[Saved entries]
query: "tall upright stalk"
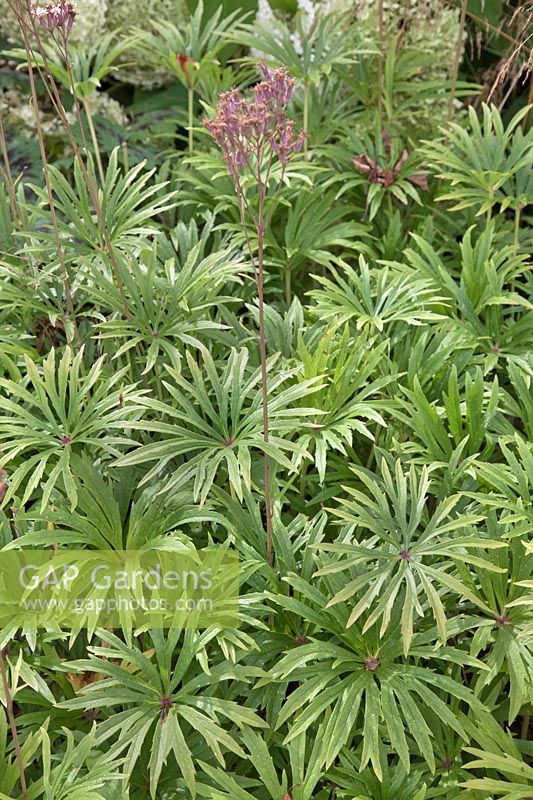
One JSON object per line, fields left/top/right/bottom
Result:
{"left": 448, "top": 0, "right": 467, "bottom": 122}
{"left": 256, "top": 218, "right": 273, "bottom": 563}
{"left": 284, "top": 266, "right": 292, "bottom": 305}
{"left": 176, "top": 57, "right": 195, "bottom": 154}
{"left": 121, "top": 140, "right": 129, "bottom": 173}
{"left": 188, "top": 87, "right": 194, "bottom": 154}
{"left": 303, "top": 81, "right": 310, "bottom": 154}
{"left": 0, "top": 114, "right": 18, "bottom": 223}
{"left": 82, "top": 97, "right": 106, "bottom": 185}
{"left": 12, "top": 0, "right": 77, "bottom": 344}
{"left": 0, "top": 648, "right": 29, "bottom": 800}
{"left": 205, "top": 66, "right": 305, "bottom": 566}
{"left": 514, "top": 203, "right": 521, "bottom": 249}
{"left": 12, "top": 0, "right": 132, "bottom": 323}
{"left": 235, "top": 187, "right": 274, "bottom": 564}
{"left": 524, "top": 74, "right": 533, "bottom": 131}
{"left": 377, "top": 0, "right": 384, "bottom": 122}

### DIRECTIONS FOR THIS TASK
From the opening line of the entries, copy each line exactly until the line with "One JSON object", which is copied as well; leave out pictures.

### TASK SOLUTION
query: "tall upright stalk"
One JSON object per line, fields left/top/right/bottom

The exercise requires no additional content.